Data for this exercise Block Start

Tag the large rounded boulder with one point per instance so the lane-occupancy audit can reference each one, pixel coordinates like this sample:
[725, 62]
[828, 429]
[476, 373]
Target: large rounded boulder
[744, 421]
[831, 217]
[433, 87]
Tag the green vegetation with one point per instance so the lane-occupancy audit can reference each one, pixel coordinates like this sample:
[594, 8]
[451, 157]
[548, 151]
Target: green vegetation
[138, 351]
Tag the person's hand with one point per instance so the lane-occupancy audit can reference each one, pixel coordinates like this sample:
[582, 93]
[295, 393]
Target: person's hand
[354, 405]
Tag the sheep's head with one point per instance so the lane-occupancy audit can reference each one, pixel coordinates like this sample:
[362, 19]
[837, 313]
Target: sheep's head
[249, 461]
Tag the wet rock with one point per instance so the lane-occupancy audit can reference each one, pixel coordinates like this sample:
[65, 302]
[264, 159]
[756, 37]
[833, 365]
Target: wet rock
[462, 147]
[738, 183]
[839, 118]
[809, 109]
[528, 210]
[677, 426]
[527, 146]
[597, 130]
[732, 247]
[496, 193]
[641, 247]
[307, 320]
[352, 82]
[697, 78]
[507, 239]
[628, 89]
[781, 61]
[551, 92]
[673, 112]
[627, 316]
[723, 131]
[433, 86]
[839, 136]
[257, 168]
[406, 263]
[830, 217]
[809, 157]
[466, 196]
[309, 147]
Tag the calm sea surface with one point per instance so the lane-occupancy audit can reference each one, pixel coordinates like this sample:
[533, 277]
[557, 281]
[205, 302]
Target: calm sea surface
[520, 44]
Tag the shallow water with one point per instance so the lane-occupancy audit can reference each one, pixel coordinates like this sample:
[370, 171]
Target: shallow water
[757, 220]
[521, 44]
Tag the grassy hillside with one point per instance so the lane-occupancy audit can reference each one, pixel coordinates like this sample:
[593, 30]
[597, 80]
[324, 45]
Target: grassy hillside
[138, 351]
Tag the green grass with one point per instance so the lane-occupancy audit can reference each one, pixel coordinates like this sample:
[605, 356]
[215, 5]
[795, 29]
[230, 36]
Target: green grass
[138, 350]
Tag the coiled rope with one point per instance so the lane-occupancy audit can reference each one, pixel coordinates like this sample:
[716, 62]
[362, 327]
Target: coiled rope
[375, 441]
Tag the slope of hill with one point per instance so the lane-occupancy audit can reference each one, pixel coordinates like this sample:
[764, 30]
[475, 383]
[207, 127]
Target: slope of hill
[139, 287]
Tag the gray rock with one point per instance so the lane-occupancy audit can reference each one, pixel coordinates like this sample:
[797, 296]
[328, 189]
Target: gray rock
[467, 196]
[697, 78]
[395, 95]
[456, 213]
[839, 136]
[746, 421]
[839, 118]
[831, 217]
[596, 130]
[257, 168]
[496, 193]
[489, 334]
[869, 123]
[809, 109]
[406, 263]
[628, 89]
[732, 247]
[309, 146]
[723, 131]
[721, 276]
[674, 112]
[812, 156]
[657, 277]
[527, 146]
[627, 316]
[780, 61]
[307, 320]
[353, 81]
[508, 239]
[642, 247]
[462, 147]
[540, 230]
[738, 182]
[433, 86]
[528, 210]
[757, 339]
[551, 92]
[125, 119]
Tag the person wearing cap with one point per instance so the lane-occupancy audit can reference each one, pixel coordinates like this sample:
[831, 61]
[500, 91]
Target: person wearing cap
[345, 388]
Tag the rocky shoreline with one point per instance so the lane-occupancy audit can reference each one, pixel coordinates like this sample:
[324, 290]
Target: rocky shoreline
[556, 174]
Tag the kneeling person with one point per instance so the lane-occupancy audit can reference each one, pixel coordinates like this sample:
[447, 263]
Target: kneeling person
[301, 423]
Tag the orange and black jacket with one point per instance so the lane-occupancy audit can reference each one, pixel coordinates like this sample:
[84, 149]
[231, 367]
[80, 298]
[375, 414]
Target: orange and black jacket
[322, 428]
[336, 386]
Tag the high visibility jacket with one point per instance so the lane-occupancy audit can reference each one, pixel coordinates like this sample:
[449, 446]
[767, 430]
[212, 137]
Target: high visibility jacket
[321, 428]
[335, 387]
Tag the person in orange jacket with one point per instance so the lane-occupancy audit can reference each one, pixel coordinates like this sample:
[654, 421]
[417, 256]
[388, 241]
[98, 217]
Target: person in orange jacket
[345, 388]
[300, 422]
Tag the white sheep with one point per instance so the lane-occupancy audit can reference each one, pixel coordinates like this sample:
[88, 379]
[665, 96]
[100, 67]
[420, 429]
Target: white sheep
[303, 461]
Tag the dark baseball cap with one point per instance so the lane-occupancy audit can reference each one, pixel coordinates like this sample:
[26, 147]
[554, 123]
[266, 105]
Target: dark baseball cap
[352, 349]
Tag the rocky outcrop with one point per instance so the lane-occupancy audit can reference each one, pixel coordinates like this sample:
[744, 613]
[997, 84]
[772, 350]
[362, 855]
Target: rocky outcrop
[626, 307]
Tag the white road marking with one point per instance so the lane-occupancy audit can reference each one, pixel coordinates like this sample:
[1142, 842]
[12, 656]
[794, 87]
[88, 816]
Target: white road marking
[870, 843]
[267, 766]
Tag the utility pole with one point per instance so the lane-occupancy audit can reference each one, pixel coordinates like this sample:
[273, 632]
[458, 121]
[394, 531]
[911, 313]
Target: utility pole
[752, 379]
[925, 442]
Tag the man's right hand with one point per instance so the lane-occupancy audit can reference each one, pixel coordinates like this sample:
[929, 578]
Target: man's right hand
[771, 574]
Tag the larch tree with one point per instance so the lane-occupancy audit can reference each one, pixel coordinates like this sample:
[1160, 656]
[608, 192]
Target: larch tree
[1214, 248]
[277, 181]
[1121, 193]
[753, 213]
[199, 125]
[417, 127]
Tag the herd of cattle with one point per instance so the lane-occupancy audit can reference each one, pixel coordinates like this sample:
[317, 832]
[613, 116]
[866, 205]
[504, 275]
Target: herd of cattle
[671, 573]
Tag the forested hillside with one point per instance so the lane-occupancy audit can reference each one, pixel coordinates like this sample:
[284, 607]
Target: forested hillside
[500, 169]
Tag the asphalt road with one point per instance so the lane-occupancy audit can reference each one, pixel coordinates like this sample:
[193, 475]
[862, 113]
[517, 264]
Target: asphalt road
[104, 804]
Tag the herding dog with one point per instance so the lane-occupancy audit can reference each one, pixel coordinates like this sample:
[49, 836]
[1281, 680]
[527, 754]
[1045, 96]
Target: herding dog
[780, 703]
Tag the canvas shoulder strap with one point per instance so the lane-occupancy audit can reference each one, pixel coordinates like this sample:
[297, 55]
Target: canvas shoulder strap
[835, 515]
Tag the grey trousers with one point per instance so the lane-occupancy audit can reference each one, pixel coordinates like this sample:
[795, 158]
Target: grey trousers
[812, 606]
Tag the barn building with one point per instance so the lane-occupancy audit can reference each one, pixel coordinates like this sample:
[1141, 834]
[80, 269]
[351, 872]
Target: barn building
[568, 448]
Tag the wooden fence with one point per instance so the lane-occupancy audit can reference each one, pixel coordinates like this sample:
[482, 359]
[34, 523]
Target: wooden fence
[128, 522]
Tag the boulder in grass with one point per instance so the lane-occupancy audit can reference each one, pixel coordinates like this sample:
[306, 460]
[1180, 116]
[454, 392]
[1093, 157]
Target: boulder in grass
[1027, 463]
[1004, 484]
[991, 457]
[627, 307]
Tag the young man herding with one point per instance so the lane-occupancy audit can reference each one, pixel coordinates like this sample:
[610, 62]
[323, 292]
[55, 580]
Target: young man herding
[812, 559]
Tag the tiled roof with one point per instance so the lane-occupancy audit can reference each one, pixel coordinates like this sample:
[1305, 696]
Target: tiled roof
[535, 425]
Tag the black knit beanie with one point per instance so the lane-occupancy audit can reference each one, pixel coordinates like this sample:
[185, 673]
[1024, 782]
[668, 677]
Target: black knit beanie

Data for this exercise Block End

▶ [What is needed] Among the entries above, find every line holding "knit" and copy it.

▶ [Task response]
Tag the black knit beanie with one point per instance so the lane-occupancy audit can reference each one, pixel coordinates like this sample:
Target: black knit beanie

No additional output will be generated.